**WHAT IS EXPECTED**
How many lines of the records below contain the word "blurred"? Reply with the number alone.

[Segmentation dataset records]

---

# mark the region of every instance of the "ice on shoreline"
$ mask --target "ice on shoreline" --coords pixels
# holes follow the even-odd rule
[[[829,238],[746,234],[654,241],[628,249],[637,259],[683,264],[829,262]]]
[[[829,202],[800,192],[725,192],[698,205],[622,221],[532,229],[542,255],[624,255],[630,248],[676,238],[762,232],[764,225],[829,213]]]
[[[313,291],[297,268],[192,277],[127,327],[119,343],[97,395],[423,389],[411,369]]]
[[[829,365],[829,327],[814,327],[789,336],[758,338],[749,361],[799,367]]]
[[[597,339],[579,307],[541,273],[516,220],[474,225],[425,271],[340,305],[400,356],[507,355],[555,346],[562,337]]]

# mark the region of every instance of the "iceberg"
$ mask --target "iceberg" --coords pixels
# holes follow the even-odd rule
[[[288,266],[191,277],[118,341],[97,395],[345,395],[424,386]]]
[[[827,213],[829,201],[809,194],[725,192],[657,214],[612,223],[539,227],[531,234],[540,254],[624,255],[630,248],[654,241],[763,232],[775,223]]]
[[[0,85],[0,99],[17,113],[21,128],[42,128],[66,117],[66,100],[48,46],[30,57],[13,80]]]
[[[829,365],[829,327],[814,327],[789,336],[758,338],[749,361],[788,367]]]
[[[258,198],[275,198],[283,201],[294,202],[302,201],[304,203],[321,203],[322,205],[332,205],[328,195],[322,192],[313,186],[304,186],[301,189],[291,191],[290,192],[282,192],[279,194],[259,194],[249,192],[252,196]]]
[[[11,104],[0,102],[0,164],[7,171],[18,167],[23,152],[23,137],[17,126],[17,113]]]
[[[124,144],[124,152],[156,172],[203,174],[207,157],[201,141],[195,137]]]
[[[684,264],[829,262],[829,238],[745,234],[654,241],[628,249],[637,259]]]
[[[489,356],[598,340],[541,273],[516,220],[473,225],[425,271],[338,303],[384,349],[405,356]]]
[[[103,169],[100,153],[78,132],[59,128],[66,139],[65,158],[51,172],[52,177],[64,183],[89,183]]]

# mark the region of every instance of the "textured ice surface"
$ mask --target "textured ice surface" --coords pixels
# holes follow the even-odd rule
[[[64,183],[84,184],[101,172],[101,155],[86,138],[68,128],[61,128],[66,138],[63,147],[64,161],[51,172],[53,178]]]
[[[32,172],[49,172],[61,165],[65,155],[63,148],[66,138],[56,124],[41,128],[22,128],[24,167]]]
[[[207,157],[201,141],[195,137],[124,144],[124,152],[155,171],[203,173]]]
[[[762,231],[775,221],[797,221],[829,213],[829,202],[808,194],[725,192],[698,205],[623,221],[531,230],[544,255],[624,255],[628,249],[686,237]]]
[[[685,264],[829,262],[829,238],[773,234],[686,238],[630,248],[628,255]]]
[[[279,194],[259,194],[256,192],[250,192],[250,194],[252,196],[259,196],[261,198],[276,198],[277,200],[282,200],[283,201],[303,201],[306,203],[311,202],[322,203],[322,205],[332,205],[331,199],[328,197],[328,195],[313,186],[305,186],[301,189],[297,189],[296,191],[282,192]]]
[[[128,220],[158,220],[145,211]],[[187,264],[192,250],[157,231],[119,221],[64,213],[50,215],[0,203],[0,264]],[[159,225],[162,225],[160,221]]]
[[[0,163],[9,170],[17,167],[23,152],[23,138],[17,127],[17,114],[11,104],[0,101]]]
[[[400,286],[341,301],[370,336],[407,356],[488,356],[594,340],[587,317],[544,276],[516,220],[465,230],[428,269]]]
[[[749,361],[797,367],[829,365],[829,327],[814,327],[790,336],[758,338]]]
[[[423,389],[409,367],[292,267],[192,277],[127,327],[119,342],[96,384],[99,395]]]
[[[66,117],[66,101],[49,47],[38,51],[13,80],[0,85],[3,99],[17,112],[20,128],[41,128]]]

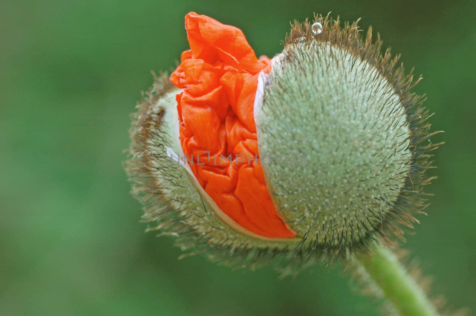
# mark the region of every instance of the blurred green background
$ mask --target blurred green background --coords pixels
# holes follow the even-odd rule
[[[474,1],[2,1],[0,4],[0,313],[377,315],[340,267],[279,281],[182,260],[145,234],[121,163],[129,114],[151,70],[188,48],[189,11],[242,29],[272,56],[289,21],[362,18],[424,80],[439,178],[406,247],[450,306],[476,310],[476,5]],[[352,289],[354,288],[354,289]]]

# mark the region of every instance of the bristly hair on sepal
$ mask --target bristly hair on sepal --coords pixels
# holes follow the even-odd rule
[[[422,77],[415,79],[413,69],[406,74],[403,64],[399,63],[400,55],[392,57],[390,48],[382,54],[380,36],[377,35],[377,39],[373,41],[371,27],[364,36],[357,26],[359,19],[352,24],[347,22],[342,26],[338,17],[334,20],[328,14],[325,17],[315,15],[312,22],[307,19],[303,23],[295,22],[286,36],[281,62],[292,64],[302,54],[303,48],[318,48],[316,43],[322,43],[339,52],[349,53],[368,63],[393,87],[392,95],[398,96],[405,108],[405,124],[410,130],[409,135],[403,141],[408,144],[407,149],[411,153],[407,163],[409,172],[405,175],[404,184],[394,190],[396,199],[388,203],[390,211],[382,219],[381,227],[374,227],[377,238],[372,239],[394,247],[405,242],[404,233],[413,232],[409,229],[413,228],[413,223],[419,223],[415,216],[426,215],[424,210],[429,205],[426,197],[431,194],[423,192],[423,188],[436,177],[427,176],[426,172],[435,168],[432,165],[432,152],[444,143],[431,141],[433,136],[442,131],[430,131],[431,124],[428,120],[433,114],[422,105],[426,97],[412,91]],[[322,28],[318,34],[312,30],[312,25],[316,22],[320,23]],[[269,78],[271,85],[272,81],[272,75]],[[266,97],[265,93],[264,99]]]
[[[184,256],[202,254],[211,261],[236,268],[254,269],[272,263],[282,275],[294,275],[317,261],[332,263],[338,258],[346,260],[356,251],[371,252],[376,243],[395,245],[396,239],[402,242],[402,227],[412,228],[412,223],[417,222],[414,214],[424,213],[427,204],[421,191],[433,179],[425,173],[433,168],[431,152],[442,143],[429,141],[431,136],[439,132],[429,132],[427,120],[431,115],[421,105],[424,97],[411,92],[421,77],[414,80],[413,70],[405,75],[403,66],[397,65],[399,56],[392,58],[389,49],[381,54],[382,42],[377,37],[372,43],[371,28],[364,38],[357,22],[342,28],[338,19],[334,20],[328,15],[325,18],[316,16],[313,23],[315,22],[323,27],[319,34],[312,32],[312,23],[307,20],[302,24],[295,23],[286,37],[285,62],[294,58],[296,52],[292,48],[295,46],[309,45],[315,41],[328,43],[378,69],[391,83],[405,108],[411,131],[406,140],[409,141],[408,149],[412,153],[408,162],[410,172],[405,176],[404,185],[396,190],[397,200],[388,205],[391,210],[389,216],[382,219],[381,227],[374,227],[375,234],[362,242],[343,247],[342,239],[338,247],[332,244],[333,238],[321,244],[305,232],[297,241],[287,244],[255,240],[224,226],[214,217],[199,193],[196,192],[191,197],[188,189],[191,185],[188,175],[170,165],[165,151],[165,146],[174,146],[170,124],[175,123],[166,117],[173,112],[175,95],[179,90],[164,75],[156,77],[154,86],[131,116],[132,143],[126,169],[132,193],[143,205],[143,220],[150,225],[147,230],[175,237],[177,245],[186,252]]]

---

**REPLY**
2